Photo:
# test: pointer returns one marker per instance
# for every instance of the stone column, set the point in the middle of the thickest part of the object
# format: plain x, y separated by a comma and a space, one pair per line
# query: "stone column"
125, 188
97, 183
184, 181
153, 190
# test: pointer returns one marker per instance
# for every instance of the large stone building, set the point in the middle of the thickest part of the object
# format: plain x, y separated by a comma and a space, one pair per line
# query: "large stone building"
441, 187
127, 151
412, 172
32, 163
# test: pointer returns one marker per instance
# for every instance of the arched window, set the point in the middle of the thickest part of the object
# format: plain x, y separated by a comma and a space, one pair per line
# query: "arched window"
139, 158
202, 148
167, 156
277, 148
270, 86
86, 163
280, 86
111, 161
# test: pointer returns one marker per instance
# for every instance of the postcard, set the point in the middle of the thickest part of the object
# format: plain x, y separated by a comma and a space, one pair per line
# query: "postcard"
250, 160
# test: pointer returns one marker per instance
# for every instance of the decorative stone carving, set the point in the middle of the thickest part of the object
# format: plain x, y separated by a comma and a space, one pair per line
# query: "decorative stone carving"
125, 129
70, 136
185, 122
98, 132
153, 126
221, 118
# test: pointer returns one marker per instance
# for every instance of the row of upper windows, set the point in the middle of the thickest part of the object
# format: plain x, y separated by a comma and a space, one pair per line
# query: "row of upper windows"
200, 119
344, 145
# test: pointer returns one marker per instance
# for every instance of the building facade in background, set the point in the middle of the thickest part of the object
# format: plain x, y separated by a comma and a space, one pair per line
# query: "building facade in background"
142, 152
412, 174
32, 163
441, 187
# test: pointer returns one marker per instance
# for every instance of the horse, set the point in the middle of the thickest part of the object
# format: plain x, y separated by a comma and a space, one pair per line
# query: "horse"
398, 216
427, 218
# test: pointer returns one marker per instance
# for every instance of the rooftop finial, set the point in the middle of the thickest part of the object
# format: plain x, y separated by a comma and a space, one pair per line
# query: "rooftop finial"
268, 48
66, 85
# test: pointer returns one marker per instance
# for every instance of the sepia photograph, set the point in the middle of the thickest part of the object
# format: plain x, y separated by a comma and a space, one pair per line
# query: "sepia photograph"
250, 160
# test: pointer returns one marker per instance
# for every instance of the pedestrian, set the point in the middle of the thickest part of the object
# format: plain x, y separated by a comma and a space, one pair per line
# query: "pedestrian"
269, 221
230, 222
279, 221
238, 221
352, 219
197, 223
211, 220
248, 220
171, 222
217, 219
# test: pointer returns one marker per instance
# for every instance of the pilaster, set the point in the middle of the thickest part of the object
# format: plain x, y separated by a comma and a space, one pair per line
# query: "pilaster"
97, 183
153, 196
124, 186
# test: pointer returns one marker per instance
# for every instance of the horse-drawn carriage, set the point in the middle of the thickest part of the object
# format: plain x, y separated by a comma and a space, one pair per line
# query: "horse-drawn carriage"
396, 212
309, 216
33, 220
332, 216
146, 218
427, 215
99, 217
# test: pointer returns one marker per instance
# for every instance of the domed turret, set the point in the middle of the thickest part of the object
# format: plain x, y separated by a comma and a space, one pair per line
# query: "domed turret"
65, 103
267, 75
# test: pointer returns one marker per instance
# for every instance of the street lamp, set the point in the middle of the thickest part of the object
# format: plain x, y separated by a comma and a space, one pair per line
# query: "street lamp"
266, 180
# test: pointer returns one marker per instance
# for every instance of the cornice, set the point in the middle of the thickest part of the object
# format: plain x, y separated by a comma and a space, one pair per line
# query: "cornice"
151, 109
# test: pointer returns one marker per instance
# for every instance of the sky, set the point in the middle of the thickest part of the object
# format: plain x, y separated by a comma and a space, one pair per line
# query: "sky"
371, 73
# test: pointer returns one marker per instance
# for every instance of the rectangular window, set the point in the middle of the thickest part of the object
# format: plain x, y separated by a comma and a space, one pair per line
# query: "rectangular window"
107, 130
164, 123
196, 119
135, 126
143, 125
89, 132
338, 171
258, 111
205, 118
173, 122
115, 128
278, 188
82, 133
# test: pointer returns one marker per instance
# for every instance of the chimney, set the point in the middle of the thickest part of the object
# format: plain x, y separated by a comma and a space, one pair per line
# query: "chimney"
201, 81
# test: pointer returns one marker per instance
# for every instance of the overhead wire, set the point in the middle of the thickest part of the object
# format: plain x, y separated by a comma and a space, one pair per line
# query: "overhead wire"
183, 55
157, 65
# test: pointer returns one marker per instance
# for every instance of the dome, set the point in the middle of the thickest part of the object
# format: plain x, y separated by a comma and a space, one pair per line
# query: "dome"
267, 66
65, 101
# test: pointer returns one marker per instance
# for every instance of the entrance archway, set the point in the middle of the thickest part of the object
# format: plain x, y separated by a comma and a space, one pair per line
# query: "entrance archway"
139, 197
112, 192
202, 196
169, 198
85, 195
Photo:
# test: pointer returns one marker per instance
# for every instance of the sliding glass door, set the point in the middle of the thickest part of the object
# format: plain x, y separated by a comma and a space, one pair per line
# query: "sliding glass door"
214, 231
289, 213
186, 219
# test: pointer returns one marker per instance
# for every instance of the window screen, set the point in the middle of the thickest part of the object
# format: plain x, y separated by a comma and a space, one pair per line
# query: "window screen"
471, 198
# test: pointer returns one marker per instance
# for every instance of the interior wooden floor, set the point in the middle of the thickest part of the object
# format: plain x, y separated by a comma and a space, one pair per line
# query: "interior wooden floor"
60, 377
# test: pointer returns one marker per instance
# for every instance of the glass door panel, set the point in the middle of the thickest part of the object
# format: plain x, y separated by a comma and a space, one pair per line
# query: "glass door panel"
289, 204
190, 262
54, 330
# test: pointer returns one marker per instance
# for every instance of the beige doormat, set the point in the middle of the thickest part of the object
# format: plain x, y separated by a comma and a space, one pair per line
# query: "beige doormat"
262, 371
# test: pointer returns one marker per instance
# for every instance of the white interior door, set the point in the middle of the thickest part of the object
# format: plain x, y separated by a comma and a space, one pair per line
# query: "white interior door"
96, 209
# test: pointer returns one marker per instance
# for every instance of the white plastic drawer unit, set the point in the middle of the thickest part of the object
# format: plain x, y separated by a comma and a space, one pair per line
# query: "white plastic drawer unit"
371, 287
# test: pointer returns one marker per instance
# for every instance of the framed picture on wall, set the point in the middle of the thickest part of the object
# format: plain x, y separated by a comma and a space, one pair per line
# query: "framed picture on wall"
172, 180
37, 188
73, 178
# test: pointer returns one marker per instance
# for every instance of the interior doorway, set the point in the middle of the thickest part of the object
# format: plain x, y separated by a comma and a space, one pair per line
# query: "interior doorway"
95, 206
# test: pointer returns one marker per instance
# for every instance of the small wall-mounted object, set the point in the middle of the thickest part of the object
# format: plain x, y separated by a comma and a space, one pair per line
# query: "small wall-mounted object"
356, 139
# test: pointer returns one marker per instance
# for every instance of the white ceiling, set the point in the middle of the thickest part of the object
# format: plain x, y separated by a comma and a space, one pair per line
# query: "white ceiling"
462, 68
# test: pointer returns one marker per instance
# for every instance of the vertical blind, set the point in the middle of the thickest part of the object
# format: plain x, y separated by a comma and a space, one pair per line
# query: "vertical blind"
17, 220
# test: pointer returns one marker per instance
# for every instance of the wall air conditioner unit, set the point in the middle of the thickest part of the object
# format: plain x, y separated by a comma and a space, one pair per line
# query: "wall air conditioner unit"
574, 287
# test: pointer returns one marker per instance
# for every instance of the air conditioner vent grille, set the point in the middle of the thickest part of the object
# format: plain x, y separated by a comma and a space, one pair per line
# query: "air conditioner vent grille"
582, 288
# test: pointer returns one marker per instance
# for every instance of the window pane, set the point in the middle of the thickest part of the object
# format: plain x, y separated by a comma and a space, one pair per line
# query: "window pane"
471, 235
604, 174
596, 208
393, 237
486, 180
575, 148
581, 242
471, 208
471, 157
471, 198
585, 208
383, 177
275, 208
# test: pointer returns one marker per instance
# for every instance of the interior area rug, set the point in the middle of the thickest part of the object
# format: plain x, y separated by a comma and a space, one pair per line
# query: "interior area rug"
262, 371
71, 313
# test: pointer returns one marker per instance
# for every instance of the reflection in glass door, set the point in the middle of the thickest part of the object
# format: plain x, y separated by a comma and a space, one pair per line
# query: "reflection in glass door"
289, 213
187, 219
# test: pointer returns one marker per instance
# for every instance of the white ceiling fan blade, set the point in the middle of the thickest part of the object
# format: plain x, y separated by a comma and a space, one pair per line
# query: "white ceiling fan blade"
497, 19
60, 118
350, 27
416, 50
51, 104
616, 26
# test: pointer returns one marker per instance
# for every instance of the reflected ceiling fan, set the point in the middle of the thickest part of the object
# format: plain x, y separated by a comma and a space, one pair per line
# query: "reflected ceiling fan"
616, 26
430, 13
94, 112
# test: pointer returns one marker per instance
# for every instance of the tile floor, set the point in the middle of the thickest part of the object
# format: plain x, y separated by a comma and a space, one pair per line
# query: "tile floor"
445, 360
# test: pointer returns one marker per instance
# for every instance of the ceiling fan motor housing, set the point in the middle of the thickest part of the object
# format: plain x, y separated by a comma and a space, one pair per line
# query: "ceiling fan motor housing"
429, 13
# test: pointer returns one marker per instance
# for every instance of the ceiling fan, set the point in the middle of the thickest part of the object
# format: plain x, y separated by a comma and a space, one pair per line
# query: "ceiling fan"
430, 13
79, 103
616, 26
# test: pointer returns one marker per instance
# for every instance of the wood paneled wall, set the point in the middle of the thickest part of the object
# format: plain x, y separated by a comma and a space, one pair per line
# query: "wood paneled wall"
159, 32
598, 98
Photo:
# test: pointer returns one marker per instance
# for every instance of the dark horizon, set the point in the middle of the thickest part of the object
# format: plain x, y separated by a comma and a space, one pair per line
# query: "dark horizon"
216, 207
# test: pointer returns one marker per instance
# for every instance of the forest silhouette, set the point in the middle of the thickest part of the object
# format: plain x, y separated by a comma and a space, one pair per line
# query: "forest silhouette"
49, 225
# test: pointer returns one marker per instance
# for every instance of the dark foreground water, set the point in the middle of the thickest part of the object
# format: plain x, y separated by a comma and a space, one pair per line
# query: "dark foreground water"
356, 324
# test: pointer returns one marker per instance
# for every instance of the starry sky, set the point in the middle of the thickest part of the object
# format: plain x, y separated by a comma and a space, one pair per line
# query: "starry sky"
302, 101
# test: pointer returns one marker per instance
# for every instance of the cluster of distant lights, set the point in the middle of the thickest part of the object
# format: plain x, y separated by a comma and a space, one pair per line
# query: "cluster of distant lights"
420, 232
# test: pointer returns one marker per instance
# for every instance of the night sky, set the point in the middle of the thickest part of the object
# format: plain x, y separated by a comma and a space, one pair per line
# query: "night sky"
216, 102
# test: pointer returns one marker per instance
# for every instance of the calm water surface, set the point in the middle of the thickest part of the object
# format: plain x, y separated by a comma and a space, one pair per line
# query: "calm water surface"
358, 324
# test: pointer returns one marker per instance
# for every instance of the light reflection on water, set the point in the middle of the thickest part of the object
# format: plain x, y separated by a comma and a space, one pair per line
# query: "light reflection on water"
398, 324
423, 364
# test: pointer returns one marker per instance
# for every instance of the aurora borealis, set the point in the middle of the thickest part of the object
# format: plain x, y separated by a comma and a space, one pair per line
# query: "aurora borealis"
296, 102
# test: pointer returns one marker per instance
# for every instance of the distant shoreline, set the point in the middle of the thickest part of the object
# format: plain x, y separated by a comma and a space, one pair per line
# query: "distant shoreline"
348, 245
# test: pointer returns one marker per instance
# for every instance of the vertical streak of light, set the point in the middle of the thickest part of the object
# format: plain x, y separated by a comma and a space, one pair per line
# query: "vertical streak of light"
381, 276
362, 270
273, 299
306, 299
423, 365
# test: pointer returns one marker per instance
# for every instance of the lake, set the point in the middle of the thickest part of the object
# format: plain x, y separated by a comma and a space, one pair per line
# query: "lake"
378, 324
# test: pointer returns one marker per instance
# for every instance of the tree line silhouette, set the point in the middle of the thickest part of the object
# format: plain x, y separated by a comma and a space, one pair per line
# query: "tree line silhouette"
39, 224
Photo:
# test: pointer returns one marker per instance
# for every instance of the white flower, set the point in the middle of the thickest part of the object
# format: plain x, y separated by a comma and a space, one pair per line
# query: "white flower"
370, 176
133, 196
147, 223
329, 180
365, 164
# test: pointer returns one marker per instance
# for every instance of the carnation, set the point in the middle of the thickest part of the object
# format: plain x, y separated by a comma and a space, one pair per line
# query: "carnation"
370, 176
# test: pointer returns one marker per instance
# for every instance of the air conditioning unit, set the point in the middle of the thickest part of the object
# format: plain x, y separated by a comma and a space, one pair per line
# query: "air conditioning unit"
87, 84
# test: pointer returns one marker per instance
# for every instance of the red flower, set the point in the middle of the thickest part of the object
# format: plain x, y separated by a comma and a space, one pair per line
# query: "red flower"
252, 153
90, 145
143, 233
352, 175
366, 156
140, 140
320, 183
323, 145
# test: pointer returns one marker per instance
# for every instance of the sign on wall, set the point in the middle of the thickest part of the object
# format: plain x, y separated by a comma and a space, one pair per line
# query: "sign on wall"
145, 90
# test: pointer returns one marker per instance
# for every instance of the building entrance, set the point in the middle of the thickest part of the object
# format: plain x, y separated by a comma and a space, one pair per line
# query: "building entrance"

----

## Task prompt
Of the entries above, repeat exactly the lines from the line with "# for every instance of the light" through the line with "# for every instance of the vertical streak", both of them included.

## Expected answer
# for every instance of the light reflection on water, set the point in the middle of the thickest part of the object
# format: plain x, y separated by a comma and a space, one pair per line
# query: "light reflection on water"
398, 324
423, 364
# test: pointer returns one marker per instance
# for every instance of the aurora borealis, set the point in the middle of the thickest part of the object
# format: plain x, y separated by a comma and a space, one pair per line
# query: "aurora borealis"
296, 102
# test: pointer returns one marker per instance
# for every instance of the distant shoreline, set the point in the middle of the thickest part of the object
# format: plain x, y separated by a comma and a space, one pair per line
# query: "distant shoreline"
348, 245
# test: pointer returns one marker per instance
# for every instance of the vertical streak of light, set the point in the middle of the thickest part of the object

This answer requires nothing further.